*** Opening of Source passage ***

The hospital industry is lobbying the White House to help drive down wages for health care workers across the U.S. after many travel nurses saw a rise in wages during the COVID-19 pandemic, according to a new report from the Wall Street Journal. And despite a critical shortage of nurses in the U.S., hospitals are doing everything they can to make sure they earn less money.
Travel nurses, which are used to temporarily supplement existing staff during times of crisis, have seen their wages rise from about $US1,706 ($2,368) in December 2019 to $US3,290 ($4,567) a week in December 2021, according to the WSJ and Vivan Health.
What can the U.S. government do to stop wages from rising? Hospitals argue that wages for travel nurses have gone up due to an influx of federal money from covid-19 relief funds and FEMA grants for natural disasters. But staffing agencies that connect nurses with hospital systems across the country argue that it’s simply a matter of supply and demand.

*** Close of Source passage ***
*** Opening of Records provided ***

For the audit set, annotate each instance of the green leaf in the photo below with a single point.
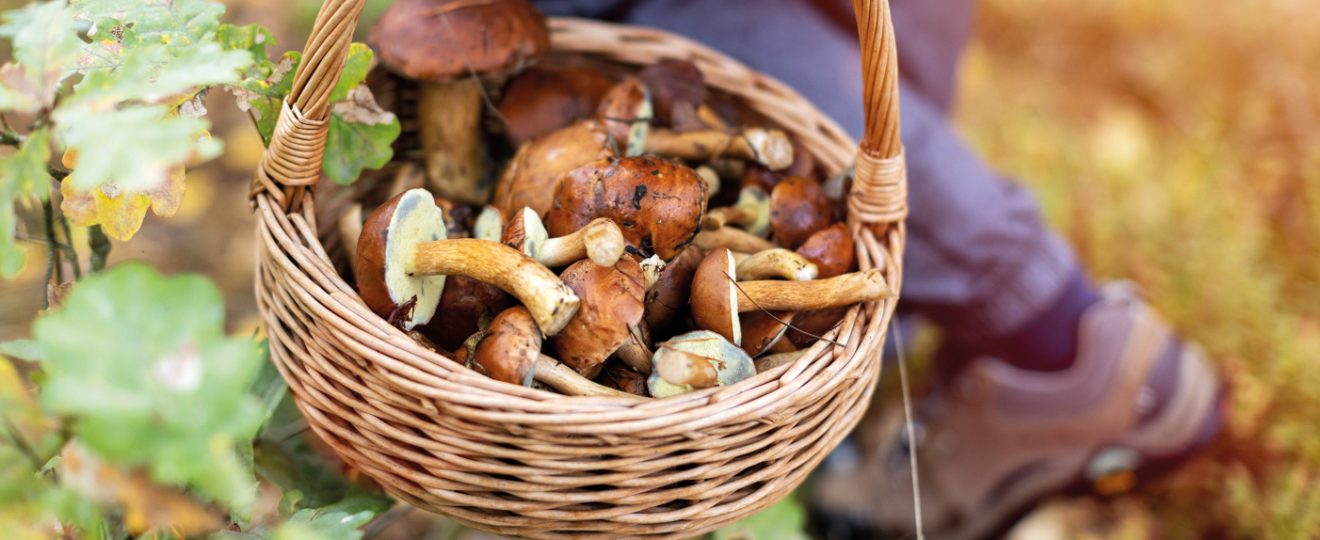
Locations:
(362, 136)
(131, 149)
(784, 520)
(23, 176)
(45, 42)
(23, 350)
(355, 69)
(141, 365)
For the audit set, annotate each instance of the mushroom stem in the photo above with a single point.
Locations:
(601, 240)
(549, 300)
(450, 116)
(795, 296)
(776, 263)
(553, 374)
(734, 239)
(767, 147)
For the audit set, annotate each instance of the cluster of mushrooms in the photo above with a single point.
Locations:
(609, 256)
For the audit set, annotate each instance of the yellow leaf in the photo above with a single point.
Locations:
(118, 213)
(145, 505)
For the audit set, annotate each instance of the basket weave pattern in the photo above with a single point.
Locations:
(526, 462)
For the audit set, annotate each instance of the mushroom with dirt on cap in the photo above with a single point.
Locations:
(656, 202)
(511, 351)
(448, 45)
(404, 255)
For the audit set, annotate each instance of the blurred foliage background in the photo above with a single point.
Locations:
(1172, 141)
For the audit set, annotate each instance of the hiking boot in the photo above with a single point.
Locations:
(995, 440)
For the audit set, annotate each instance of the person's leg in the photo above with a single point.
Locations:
(980, 260)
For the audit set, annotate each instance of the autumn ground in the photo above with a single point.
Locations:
(1175, 143)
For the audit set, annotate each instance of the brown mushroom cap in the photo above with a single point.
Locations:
(445, 40)
(797, 209)
(532, 174)
(668, 299)
(830, 250)
(510, 349)
(656, 202)
(463, 305)
(611, 303)
(547, 98)
(714, 296)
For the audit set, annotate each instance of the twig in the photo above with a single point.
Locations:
(53, 272)
(69, 246)
(99, 246)
(911, 431)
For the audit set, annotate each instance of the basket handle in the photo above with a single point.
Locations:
(879, 177)
(292, 163)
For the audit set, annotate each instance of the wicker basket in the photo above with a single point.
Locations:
(526, 462)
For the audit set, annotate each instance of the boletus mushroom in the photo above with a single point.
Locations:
(751, 213)
(511, 351)
(404, 255)
(611, 306)
(797, 209)
(547, 98)
(599, 240)
(656, 202)
(717, 297)
(697, 359)
(450, 46)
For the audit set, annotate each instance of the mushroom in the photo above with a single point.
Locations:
(467, 305)
(611, 306)
(697, 359)
(511, 351)
(731, 238)
(544, 99)
(623, 379)
(717, 297)
(776, 263)
(751, 213)
(668, 299)
(533, 172)
(599, 240)
(797, 209)
(404, 255)
(656, 202)
(446, 45)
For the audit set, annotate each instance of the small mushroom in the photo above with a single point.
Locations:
(656, 202)
(697, 359)
(751, 213)
(717, 297)
(599, 240)
(611, 306)
(448, 45)
(531, 176)
(731, 238)
(547, 98)
(404, 255)
(511, 351)
(797, 209)
(776, 263)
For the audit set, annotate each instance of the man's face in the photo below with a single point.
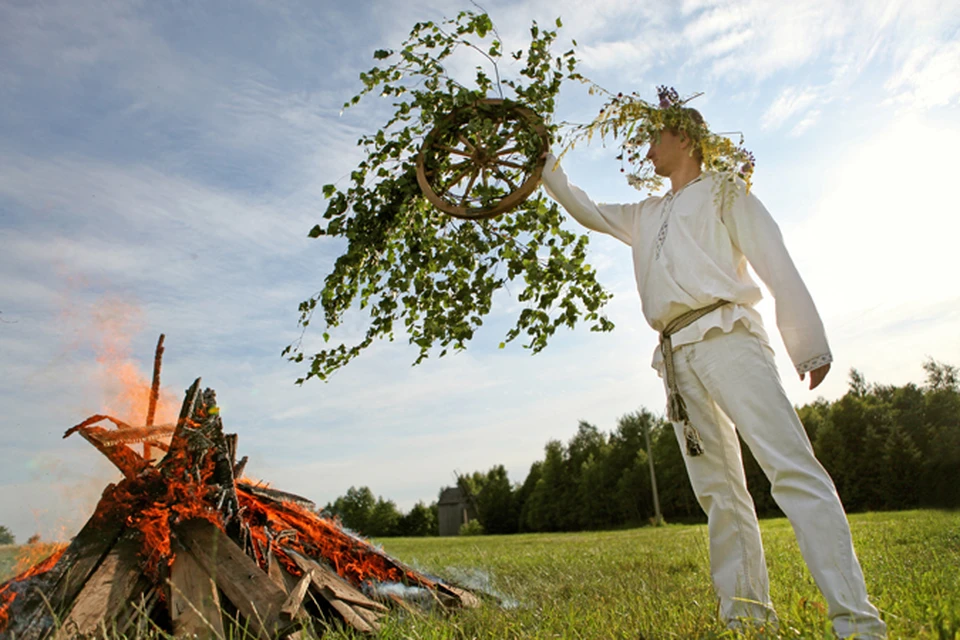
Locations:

*** Close of Records provided ***

Work task A: According to the passage on travel nurse wages, what were travel nurses earning per week in December 2021?
Work task B: Write out the stretch of the passage on travel nurse wages from "Travel nurses, which" through "supply and demand.".
The rows have nothing to do with the passage on travel nurse wages.

Solution A: $US3,290 ($4,567) a week.

Solution B:
Travel nurses, which are used to temporarily supplement existing staff during times of crisis, have seen their wages rise from about $US1,706 ($2,368) in December 2019 to $US3,290 ($4,567) a week in December 2021, according to the WSJ and Vivan Health.
What can the U.S. government do to stop wages from rising? Hospitals argue that wages for travel nurses have gone up due to an influx of federal money from covid-19 relief funds and FEMA grants for natural disasters. But staffing agencies that connect nurses with hospital systems across the country argue that it’s simply a matter of supply and demand.